** Description of the task **
What you return must match the records below exactly, down to each character.

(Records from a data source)
[Start of Attachment]
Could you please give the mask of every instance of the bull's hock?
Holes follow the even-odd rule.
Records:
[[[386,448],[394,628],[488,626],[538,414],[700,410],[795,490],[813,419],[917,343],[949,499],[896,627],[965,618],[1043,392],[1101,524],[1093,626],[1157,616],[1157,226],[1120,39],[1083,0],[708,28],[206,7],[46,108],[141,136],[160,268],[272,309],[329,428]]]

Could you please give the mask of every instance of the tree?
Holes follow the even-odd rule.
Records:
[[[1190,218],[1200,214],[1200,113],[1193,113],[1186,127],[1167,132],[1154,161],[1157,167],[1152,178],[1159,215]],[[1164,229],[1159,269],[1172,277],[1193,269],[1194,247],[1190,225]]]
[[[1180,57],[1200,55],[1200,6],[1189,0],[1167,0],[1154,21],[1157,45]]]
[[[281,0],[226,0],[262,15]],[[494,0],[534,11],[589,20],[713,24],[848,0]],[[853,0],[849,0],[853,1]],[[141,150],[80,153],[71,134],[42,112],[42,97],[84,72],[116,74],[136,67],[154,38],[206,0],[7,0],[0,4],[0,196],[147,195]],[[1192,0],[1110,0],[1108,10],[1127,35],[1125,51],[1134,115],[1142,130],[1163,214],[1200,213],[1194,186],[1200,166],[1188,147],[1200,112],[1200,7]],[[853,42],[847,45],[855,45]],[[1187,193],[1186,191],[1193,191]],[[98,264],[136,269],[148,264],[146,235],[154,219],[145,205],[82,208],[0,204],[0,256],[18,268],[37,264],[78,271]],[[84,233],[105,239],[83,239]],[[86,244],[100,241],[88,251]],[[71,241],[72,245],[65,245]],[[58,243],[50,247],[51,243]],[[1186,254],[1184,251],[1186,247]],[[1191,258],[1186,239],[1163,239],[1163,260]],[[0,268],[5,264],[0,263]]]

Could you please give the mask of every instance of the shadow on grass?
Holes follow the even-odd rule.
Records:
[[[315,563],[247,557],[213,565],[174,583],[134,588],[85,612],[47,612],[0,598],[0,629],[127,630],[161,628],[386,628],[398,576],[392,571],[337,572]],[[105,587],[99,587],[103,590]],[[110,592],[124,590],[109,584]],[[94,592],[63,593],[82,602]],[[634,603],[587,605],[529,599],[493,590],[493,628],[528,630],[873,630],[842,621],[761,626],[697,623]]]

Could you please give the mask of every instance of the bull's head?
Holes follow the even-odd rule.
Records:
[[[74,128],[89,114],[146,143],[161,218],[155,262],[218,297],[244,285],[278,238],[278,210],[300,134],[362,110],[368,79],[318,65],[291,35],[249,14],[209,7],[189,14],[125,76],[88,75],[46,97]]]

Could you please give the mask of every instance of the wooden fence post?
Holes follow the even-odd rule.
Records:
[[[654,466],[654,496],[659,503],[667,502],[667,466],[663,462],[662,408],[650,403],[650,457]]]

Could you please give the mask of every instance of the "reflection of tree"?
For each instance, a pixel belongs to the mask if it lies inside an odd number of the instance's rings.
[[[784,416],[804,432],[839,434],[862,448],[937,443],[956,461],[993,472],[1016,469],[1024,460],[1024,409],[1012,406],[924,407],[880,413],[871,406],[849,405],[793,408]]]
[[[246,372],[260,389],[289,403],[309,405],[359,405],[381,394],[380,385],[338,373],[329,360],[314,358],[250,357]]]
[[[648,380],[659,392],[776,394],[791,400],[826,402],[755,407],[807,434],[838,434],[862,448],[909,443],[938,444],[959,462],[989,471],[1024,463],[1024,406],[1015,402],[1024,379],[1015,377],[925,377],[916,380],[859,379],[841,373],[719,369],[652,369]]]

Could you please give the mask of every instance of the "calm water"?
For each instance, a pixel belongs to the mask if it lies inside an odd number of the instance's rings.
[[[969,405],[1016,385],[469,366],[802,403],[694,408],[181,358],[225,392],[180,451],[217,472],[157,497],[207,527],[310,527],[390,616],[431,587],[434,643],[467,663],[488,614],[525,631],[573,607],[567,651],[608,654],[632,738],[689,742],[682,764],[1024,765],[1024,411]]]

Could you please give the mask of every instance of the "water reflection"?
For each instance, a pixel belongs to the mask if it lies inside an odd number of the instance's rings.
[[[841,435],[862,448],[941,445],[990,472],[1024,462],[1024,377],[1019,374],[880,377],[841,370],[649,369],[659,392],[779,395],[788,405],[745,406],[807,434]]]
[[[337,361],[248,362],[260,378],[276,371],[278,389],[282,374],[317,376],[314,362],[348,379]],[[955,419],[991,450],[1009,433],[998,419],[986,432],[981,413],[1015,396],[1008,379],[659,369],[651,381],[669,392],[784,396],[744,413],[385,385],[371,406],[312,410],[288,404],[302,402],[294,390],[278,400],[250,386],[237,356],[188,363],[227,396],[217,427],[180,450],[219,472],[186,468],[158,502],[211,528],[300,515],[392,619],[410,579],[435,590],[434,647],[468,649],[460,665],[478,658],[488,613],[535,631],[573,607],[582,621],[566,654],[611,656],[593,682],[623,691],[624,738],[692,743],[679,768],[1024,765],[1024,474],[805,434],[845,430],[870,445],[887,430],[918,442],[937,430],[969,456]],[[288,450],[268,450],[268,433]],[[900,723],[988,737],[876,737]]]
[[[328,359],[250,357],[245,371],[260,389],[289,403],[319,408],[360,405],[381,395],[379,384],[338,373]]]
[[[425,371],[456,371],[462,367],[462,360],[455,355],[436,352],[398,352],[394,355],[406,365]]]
[End of Attachment]
** Written response **
Could you please give the mask of every instance of the bull's hock?
Holes follow the even-odd rule.
Records:
[[[386,448],[394,628],[488,626],[538,414],[700,410],[795,490],[813,419],[917,343],[949,499],[896,627],[965,618],[1043,392],[1101,524],[1093,626],[1157,616],[1157,226],[1120,39],[1083,0],[708,28],[206,7],[46,108],[141,136],[160,268],[272,309],[329,428]]]

Could you please give the mask of every instance of the tree?
Holes follow the even-odd rule.
Records:
[[[1190,218],[1200,214],[1200,113],[1193,113],[1186,127],[1167,132],[1154,161],[1157,167],[1152,178],[1159,215]],[[1164,229],[1159,269],[1172,277],[1193,269],[1194,247],[1190,225]]]
[[[1180,57],[1200,55],[1200,6],[1189,0],[1167,0],[1154,21],[1157,45]]]
[[[281,0],[226,0],[262,15]],[[494,0],[534,11],[589,20],[713,24],[848,0]],[[853,0],[849,0],[853,1]],[[141,150],[80,153],[71,134],[42,112],[42,97],[84,72],[116,74],[136,67],[154,38],[206,0],[7,0],[0,4],[0,196],[147,195]],[[1192,0],[1110,0],[1108,10],[1127,35],[1125,51],[1134,115],[1142,130],[1163,214],[1200,213],[1194,186],[1200,166],[1188,147],[1200,112],[1200,7]],[[853,42],[847,45],[855,45]],[[1187,193],[1186,191],[1193,191]],[[98,264],[136,269],[148,264],[146,235],[154,219],[145,205],[82,208],[0,204],[0,256],[18,268],[37,264],[78,271]],[[84,233],[105,239],[83,239]],[[86,244],[100,241],[88,251]],[[71,241],[72,245],[65,245]],[[58,243],[50,247],[51,243]],[[1186,254],[1184,251],[1186,247]],[[1191,258],[1186,239],[1163,239],[1163,260]],[[0,268],[5,264],[0,263]]]

Could you please give the mask of every instance of the shadow on grass?
Holes follow the even-odd rule.
Records:
[[[315,563],[247,557],[213,565],[174,583],[134,588],[85,612],[47,612],[0,598],[0,629],[127,630],[161,628],[386,628],[398,576],[392,571],[337,572]],[[105,587],[99,587],[103,590]],[[110,592],[124,590],[109,584]],[[94,592],[63,593],[82,602]],[[634,603],[587,605],[529,599],[493,590],[493,628],[528,630],[873,630],[842,621],[761,626],[697,623]]]

Could you please give the mask of every instance of the bull's head?
Holes follow the even-odd rule.
Records:
[[[74,128],[89,114],[146,143],[161,218],[155,262],[218,297],[244,285],[278,238],[278,210],[300,134],[362,110],[368,79],[318,65],[291,35],[249,14],[209,7],[189,14],[125,76],[88,75],[46,97]]]

Could you please give the mask of every instance of the wooden fence post?
Holes follow the even-odd rule.
Records:
[[[654,466],[654,496],[659,503],[667,502],[667,466],[663,462],[662,408],[650,403],[650,457]]]

Could you please give the mask of every instance of the "reflection of tree"?
For each instance, a pixel belongs to the mask if it lies inside an odd number of the instance's rings.
[[[784,416],[804,432],[839,434],[862,448],[937,443],[956,461],[993,472],[1016,469],[1024,460],[1024,409],[1012,406],[924,407],[880,413],[871,406],[849,405],[793,408]]]
[[[246,372],[260,389],[289,403],[309,405],[359,405],[381,394],[380,385],[338,373],[329,360],[314,358],[250,357]]]
[[[648,380],[659,392],[776,394],[791,400],[826,402],[755,407],[807,434],[838,434],[862,448],[909,443],[938,444],[959,462],[989,471],[1024,463],[1024,406],[1015,402],[1024,379],[1015,377],[925,377],[916,380],[859,379],[841,373],[719,369],[652,369]]]

Could you please give the mask of every instance of the "calm water"?
For each instance, a pixel belongs to the mask if it lies inside an odd number of the instance's rings.
[[[969,405],[1016,385],[469,366],[802,403],[694,408],[181,358],[225,392],[180,451],[217,472],[157,497],[207,527],[310,527],[390,616],[431,587],[434,643],[467,663],[488,614],[525,631],[573,607],[567,651],[608,654],[632,738],[689,742],[682,764],[1024,765],[1024,411]]]

Could you please give the mask of every instance of the "water reflection"?
For each instance, a pixel belongs to the mask if it lies inside an odd number of the instance's rings.
[[[841,435],[862,448],[941,445],[990,472],[1024,462],[1024,377],[1019,374],[880,377],[841,370],[649,369],[659,392],[779,395],[788,405],[745,406],[807,434]]]
[[[337,361],[248,362],[260,378],[276,371],[278,389],[282,374],[317,376],[314,362],[348,379]],[[955,419],[991,450],[1009,433],[998,419],[986,432],[981,413],[1015,396],[1008,379],[659,369],[651,381],[669,392],[784,396],[744,413],[385,385],[371,406],[312,410],[288,404],[302,402],[294,390],[278,400],[250,386],[237,356],[188,363],[227,396],[217,427],[180,450],[219,472],[186,468],[158,502],[211,528],[300,515],[392,619],[410,579],[435,590],[434,647],[468,649],[460,665],[478,658],[488,613],[535,631],[573,607],[582,621],[566,654],[611,656],[593,682],[623,691],[624,738],[692,743],[679,768],[1024,765],[1024,474],[805,434],[845,430],[870,445],[887,430],[918,442],[937,430],[969,456]],[[288,450],[268,450],[268,433]],[[900,723],[988,737],[876,737]]]
[[[328,359],[250,357],[245,371],[260,389],[289,403],[319,408],[360,405],[381,395],[379,384],[338,373]]]
[[[425,371],[456,371],[462,367],[462,360],[455,355],[436,352],[398,352],[394,355],[406,365]]]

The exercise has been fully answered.